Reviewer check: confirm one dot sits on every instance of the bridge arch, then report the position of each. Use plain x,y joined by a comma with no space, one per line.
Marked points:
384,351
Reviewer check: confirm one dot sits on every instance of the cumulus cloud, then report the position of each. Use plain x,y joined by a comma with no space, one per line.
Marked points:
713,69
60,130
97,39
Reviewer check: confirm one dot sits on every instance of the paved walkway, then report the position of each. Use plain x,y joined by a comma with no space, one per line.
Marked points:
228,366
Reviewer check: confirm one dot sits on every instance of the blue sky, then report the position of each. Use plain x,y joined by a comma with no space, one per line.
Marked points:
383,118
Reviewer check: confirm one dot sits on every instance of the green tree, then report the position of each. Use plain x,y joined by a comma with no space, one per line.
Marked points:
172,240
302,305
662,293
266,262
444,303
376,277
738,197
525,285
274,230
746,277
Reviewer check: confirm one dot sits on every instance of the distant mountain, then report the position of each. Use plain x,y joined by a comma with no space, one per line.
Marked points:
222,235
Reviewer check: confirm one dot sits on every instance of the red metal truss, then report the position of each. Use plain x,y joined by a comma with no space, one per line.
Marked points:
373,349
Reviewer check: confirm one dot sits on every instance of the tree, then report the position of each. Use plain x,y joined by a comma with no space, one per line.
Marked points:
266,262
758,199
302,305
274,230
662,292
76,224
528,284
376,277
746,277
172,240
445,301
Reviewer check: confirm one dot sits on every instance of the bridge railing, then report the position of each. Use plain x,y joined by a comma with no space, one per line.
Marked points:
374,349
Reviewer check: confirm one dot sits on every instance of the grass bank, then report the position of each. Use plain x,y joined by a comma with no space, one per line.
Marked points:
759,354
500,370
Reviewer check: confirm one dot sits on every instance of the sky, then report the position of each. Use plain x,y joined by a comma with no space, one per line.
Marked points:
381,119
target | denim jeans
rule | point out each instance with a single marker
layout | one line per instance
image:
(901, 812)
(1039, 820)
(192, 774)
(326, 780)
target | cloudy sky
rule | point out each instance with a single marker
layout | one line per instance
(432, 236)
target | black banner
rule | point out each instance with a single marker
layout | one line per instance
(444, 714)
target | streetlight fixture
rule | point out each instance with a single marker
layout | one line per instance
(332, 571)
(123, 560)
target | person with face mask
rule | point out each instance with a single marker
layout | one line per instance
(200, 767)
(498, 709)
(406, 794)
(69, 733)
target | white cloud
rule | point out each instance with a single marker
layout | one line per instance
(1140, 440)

————————

## Work required:
Which lines in the listing above include the string "check"? Copy each of them.

## Solved exercise:
Reviewer check: confirm one dot sits on every instance of the bridge arch, then report the position of each. Use plain x,y joined by a comma with no space, one per line.
Reviewer check: confirm one dot sits on every instance of the cumulus cloud, then report the position of each. Use plain x,y joined by a comma with no space, one per line.
Reviewer check: confirm one dot sits on every instance of the paved walkway, then report the position of each. Use plain x,y joined by a comma with no space, one per line.
Reviewer check: confirm one dot sits on every instance of the blue sky, then report the position of each. Use plain x,y joined by a comma with no space, one per line.
Reviewer check: confirm one dot sits on every instance of the green tree, then report the position of each. Use plain x,y joined by a comma with no space, one per line.
Reviewer check: confirm one dot sits on every instance of the distant mountain, then report the position of each. Use plain x,y joined by a comma with no space, one per line.
Reviewer check: confirm one dot sits on every instance of the red metal truss, then report the position of each. Use plain x,y joined by a comma with no space, one per line.
Reviewer check: confirm one dot sits on every instance of the tree, then report the position of each. Use plain x,y joined by a comma with no space, one per line.
Reviewer check: confirm one dot sits on every instance of the bridge railing, then report the position of each. Use plain x,y joined by a comma with no space, one per line.
Reviewer check: confirm one dot sits on every instance of the grass bank, then report the position of each. Use plain x,y joined by a comma with no space, one per line.
Reviewer check: confirm one dot sits on every instance of the sky, then report the position of each. Use plain x,y joined by a comma with no space, one per line.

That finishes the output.